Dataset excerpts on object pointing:
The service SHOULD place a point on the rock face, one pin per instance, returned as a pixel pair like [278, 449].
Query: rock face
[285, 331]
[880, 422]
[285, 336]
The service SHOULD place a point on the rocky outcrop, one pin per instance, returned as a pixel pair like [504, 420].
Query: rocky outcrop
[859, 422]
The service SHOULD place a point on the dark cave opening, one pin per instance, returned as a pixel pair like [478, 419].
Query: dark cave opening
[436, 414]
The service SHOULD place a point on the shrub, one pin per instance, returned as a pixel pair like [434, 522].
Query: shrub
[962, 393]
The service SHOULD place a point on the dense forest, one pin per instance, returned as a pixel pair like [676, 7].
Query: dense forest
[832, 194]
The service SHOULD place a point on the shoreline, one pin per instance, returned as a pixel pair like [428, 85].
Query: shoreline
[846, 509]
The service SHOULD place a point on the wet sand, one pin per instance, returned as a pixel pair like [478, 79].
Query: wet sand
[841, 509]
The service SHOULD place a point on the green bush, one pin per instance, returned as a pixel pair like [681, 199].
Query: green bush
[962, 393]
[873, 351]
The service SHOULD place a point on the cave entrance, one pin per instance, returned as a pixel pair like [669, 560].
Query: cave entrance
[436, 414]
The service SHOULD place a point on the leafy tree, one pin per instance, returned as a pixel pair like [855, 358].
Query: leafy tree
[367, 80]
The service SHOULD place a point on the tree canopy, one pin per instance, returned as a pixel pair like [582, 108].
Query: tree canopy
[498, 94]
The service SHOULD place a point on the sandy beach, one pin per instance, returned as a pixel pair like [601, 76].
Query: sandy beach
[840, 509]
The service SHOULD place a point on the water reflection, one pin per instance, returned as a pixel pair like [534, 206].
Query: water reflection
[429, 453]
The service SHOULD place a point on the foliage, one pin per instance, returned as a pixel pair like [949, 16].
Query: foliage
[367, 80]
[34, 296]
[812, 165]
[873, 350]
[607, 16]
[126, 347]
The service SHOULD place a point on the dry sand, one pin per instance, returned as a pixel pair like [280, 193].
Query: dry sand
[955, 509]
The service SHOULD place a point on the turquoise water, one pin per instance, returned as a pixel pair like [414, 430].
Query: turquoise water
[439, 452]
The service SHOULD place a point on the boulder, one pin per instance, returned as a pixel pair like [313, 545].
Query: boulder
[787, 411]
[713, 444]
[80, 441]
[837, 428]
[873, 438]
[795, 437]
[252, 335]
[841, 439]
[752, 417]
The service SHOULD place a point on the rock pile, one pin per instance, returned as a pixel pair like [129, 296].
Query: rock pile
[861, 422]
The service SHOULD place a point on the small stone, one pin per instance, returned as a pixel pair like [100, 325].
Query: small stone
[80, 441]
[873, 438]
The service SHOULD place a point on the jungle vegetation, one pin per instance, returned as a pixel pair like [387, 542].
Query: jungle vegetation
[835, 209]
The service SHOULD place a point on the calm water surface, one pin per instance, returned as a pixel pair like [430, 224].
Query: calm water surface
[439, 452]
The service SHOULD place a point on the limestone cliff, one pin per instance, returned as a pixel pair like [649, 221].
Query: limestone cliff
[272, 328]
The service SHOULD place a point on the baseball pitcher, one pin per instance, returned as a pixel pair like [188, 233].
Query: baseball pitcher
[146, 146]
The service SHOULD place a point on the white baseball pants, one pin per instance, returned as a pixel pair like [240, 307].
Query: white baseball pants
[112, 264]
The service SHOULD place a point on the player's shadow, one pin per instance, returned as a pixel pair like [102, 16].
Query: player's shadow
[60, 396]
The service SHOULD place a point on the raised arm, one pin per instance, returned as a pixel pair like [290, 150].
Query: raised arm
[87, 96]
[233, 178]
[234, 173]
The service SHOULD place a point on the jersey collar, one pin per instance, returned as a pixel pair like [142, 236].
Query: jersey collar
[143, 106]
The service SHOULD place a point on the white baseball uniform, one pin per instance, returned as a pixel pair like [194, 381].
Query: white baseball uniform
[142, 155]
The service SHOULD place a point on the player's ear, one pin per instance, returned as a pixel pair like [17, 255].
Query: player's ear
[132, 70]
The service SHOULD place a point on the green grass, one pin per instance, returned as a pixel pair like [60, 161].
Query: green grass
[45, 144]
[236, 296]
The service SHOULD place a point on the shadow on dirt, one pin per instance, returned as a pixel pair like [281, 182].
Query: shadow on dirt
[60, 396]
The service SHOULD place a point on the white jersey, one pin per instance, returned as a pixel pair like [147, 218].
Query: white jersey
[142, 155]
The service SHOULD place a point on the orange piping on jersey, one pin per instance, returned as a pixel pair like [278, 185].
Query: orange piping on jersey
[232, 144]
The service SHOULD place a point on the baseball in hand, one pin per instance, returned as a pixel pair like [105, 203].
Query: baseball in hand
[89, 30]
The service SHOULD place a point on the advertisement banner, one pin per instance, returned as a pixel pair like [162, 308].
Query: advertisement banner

▶ _INSTRUCTIONS TO FOLLOW_: Set down nothing but the lines from the one with "like [194, 381]." through the end of the records, keeping each line exactly as written and including both ends.

▶ _OUTPUT FOR THIS EXERCISE_:
The service SHOULD place a point on the white baseball uniform, one pin per instance, returned as a pixel pair like [194, 381].
Query: white baseball uniform
[142, 155]
The service SHOULD place a point on the player's ear, one pin per instance, returned as a pixel pair like [17, 255].
Query: player's ear
[132, 70]
The service SHOULD place a point on the green grass, one pin per instance, returned as a pixel pair like [60, 161].
Query: green grass
[45, 144]
[236, 296]
The service SHOULD place a point on the shadow on dirt, one pin per instance, returned as a pixel pair like [281, 182].
Query: shadow on dirt
[60, 396]
The service SHOULD place a point on the white jersey, one pin per instance, returned as a pixel pair like [147, 218].
Query: white jersey
[142, 155]
The service SHOULD place a point on the orange piping on jersey, one pin per instance, returned as a pixel pair like [278, 185].
Query: orange piping on jersey
[232, 144]
The service SHOULD place a point on the baseball in hand, one pin per instance, returned as a pixel pair like [105, 203].
Query: baseball in hand
[89, 30]
The service SHOULD place a point on the advertisement banner, one pin per instance, returned as a pixel pair like [162, 308].
Query: advertisement banner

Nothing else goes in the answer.